Output the complete listing exactly, please, and keep the pictures out of it.
ENTRIES PROVIDED Block Start
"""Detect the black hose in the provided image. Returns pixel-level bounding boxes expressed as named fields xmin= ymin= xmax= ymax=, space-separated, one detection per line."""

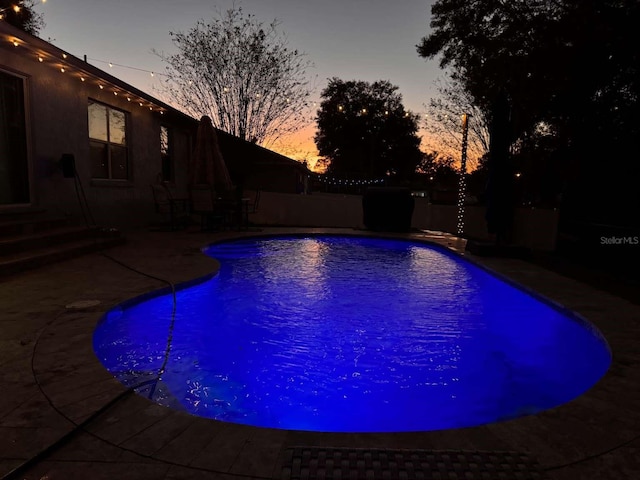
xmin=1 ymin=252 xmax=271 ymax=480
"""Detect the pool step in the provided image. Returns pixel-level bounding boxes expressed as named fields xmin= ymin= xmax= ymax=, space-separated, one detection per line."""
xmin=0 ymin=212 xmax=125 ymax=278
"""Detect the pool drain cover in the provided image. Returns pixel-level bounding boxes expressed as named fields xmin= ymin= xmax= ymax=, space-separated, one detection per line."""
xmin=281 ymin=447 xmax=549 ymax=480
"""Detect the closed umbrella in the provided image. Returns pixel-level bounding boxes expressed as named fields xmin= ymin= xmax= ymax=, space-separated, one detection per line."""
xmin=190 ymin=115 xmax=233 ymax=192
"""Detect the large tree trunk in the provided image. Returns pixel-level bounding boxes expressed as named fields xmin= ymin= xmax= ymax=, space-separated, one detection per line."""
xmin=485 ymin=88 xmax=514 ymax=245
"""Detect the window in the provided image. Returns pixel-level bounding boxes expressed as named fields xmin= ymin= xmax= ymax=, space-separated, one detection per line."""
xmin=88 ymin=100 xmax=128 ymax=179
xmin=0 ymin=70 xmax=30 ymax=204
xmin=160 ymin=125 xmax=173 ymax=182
ENTRIES PROVIDED Block End
TASK SOLUTION >>
"""Detect the black hose in the provided image. Returns pixel-level bounding boxes expressed as named fields xmin= ymin= xmax= ymax=, space-separated, one detection per line."""

xmin=1 ymin=252 xmax=271 ymax=480
"""Detect the pool step in the provided image. Returns pixel-level bounding boxes expressed as named fields xmin= ymin= xmax= ymax=, space-separated, one detection per line."""
xmin=0 ymin=212 xmax=125 ymax=278
"""Detect the pool drain cover in the provided image. Returns pixel-level bounding boxes expressed as named fields xmin= ymin= xmax= ymax=, space-separated, one detection per line."""
xmin=281 ymin=447 xmax=549 ymax=480
"""Detect the closed umbrella in the provided image. Returns pixel-level bounding boxes expressed as named fields xmin= ymin= xmax= ymax=, space-separated, one detection per line."""
xmin=190 ymin=115 xmax=233 ymax=192
"""Detect the large tree trunk in the provided image. Returns pixel-level bounding boxes expressed as named fields xmin= ymin= xmax= ymax=, space-separated, one detection per line."""
xmin=485 ymin=88 xmax=514 ymax=245
"""Detect the window in the provided image. Returns pixel-level bounding boxes expressed as named fields xmin= ymin= xmax= ymax=, space-separated, one detection per line."""
xmin=88 ymin=100 xmax=128 ymax=179
xmin=0 ymin=70 xmax=30 ymax=204
xmin=160 ymin=125 xmax=173 ymax=182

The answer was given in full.